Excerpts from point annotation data
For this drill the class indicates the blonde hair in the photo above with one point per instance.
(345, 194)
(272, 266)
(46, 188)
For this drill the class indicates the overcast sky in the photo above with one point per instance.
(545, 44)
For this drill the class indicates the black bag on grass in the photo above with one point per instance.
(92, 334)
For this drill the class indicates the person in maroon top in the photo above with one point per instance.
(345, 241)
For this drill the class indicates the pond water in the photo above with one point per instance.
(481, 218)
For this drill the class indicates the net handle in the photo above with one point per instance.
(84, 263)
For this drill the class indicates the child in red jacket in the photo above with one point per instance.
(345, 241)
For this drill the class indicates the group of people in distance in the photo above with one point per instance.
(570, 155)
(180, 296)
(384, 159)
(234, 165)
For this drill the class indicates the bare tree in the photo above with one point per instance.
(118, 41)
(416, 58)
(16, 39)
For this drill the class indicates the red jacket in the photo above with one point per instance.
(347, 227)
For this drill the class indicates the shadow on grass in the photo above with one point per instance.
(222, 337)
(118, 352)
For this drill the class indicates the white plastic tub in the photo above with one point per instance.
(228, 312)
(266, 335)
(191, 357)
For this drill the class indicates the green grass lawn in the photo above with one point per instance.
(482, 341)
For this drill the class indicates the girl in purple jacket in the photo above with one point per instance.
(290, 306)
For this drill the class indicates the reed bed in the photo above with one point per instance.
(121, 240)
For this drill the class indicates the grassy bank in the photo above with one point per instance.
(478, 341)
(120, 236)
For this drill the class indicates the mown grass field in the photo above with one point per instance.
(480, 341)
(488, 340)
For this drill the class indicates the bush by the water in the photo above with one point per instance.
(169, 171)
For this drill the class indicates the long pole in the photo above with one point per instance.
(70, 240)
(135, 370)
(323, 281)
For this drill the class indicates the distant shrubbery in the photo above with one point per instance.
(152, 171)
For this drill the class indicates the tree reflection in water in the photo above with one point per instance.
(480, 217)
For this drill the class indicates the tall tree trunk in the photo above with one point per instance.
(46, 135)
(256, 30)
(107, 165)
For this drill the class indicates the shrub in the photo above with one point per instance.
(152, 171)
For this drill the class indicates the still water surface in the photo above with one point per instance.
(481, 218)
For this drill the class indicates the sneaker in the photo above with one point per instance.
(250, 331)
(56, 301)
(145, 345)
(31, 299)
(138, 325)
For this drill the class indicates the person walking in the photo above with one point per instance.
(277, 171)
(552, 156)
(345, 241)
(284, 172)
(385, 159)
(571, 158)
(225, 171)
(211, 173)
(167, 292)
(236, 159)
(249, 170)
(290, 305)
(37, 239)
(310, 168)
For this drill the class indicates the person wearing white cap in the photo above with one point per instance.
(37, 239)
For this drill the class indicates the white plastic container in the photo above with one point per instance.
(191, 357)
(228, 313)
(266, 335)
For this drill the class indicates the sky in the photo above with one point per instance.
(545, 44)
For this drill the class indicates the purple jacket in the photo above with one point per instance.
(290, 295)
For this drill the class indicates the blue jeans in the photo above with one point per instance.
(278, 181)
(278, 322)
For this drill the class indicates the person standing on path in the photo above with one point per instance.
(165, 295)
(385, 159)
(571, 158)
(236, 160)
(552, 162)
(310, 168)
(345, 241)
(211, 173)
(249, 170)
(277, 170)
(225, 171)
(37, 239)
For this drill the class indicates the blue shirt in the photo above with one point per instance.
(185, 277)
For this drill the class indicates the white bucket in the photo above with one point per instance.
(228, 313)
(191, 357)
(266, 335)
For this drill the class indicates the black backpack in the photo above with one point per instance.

> [PROBLEM REQUIREMENTS]: Copy out every one of the items above word for word, keeping their order.

> [FINAL RESULT]:
For this drill the class indicates the blonde hair in the photo above with one point per instance.
(345, 194)
(272, 266)
(46, 188)
For this drill the class indicates the overcast sky in the photo above with one point per instance.
(545, 44)
For this drill the class indicates the black bag on grass in the photo above with one point per instance.
(92, 334)
For this drill the class indicates the person in maroon top in the photo above with one point per instance.
(345, 241)
For this drill the class indicates the pond water in the photo above with one point per instance.
(481, 218)
For this drill the class indicates the net handle in the photo above with one point per instance.
(84, 263)
For this drill the class indicates the child in red jacket in the photo above with one point per instance.
(345, 241)
For this drill the class indicates the group of people in distance in the photo above with one point per instance.
(570, 155)
(180, 296)
(384, 159)
(234, 165)
For this drill the class indicates the bare tree in the photo above with one point per instance.
(118, 41)
(416, 58)
(16, 39)
For this drill the class indicates the red jacket in the photo above with one point per instance.
(347, 227)
For this drill the class indicates the shadow on grass in the photo above with one point per instance.
(222, 337)
(118, 352)
For this drill the class indicates the white plastic tub in the photo above with one point per instance.
(228, 312)
(266, 335)
(191, 357)
For this drill the class indicates the green grass lawn in the photo above with one point per instance.
(482, 341)
For this drill the class indicates the girl in purple jacket in the photo above with one point per instance.
(290, 306)
For this drill the class indicates the reed bed in the photo above with one point per instance.
(121, 240)
For this drill the class indicates the grassy bank in the photo above with one point per instance.
(478, 341)
(120, 236)
For this drill the class indicates the mown grass field in the photo above with one point per instance.
(480, 341)
(488, 340)
For this drill the class indicates the bush by the water in the photo above with one point per instance.
(169, 171)
For this drill the class indicates the long pole in the photo above with one point per instance.
(70, 240)
(135, 370)
(323, 281)
For this drill the class indicates the distant shrubbery in the photo above with one point per instance.
(152, 171)
For this drill the class indicates the tree reflection in water in the photo above with one point per instance.
(480, 217)
For this drill the class indicates the tall tree trunk in the photo above with one point per instance.
(46, 135)
(256, 30)
(107, 165)
For this drill the class indicates the shrub in the photo above with one point per instance.
(152, 171)
For this drill the class indicates the still water surface in the photo above with one point per instance.
(481, 218)
For this drill the class indicates the sneaker in the photo above with one point per instance.
(250, 331)
(56, 301)
(145, 345)
(31, 299)
(138, 325)
For this drill the class indicates the person walking in the photo above with one point per instance.
(277, 171)
(552, 156)
(345, 241)
(284, 172)
(385, 159)
(571, 158)
(225, 171)
(211, 173)
(167, 292)
(236, 159)
(249, 170)
(290, 305)
(37, 239)
(310, 168)
For this drill the class indicates the person wearing white cap in the photo above with one point per instance.
(37, 239)
For this drill the class indicates the white plastic container in the photo above with one point per instance.
(191, 357)
(228, 313)
(266, 335)
For this drill the class indicates the sky in the photo above with one point per instance.
(545, 44)
For this drill the class indicates the purple jacket in the photo above with one point per instance.
(290, 295)
For this drill the class indicates the blue jeans in the photo above with one point per instance.
(278, 181)
(278, 322)
For this drill the class indicates the person standing on path in the photo above with one point per instance.
(165, 295)
(385, 159)
(571, 158)
(236, 160)
(552, 162)
(310, 168)
(345, 241)
(211, 173)
(249, 170)
(277, 170)
(225, 171)
(37, 239)
For this drill the class indicates the blue shirt in the photo above with one point per instance.
(185, 277)
For this drill the class indicates the white bucket in the photo above with one point per instance.
(228, 313)
(191, 357)
(266, 335)
For this drill the class indicates the black backpack in the photo above with one point per instance.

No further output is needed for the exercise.